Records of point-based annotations

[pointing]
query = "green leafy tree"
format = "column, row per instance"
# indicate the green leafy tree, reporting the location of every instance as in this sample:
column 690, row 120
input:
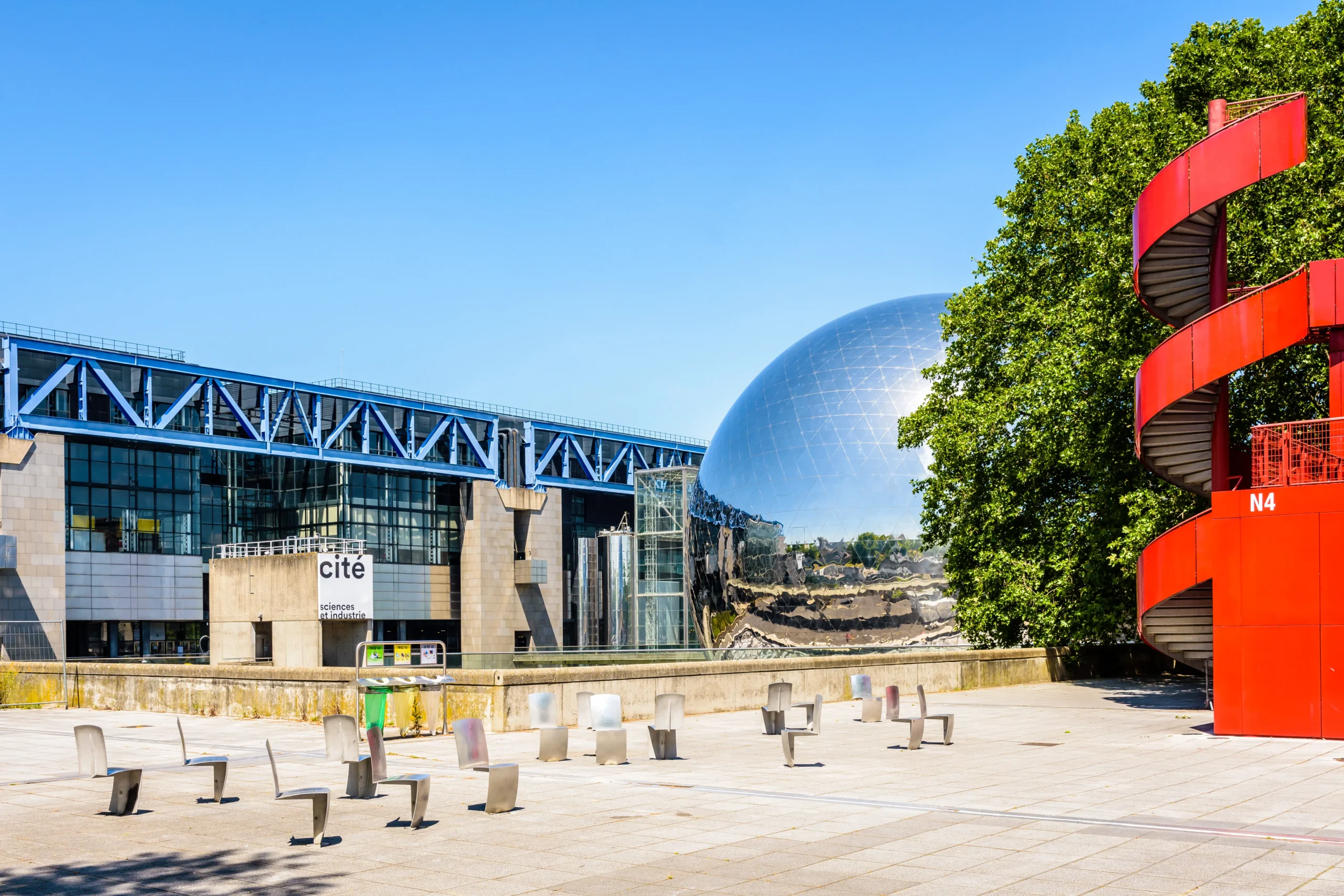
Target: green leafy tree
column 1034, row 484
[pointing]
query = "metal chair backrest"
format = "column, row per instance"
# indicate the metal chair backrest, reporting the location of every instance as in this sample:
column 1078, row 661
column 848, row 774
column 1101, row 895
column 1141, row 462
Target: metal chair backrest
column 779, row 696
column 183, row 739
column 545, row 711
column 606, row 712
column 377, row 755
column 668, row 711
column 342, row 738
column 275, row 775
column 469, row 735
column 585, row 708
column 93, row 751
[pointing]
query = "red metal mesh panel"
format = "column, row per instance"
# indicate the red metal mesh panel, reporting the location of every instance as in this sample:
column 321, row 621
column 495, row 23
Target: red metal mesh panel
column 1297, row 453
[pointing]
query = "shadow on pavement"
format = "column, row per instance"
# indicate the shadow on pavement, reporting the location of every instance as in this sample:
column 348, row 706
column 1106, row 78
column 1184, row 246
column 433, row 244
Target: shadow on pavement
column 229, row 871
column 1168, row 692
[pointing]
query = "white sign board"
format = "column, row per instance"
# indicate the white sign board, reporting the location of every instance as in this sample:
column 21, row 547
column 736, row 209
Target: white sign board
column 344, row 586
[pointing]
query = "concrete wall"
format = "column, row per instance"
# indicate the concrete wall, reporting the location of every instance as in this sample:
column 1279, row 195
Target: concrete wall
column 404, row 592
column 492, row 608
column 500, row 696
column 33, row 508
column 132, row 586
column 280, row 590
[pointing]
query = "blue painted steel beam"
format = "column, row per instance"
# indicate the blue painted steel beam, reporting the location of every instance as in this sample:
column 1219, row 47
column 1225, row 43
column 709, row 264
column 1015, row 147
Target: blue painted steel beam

◆ **Task to carry out**: Format the records as a numbered list, beginning at the start of the records and continuing through the line containing "column 93, row 751", with blank lines omitted. Leave the pictures out of the answer.

◆ **Result for this task**:
1. [pointing]
2. query = "green leafy tree"
3. format = "column, row per instance"
4. # indicate the green leafy tree, reporting the location of every instance as in this sample:
5. column 690, row 120
6. input:
7. Target: green leafy tree
8. column 1034, row 484
9. [pointing]
10. query = "metal chair backrest"
11. format = "column, row per instance"
12. # indicate the metal chair backrest, reporting the location of every instance as in this sample:
13. column 1078, row 661
14. column 848, row 774
15. column 1101, row 895
16. column 1141, row 462
17. Target: metal chair backrest
18. column 779, row 696
19. column 183, row 739
20. column 545, row 711
21. column 606, row 712
22. column 377, row 755
23. column 668, row 711
24. column 342, row 738
25. column 275, row 775
26. column 469, row 735
27. column 585, row 708
28. column 93, row 751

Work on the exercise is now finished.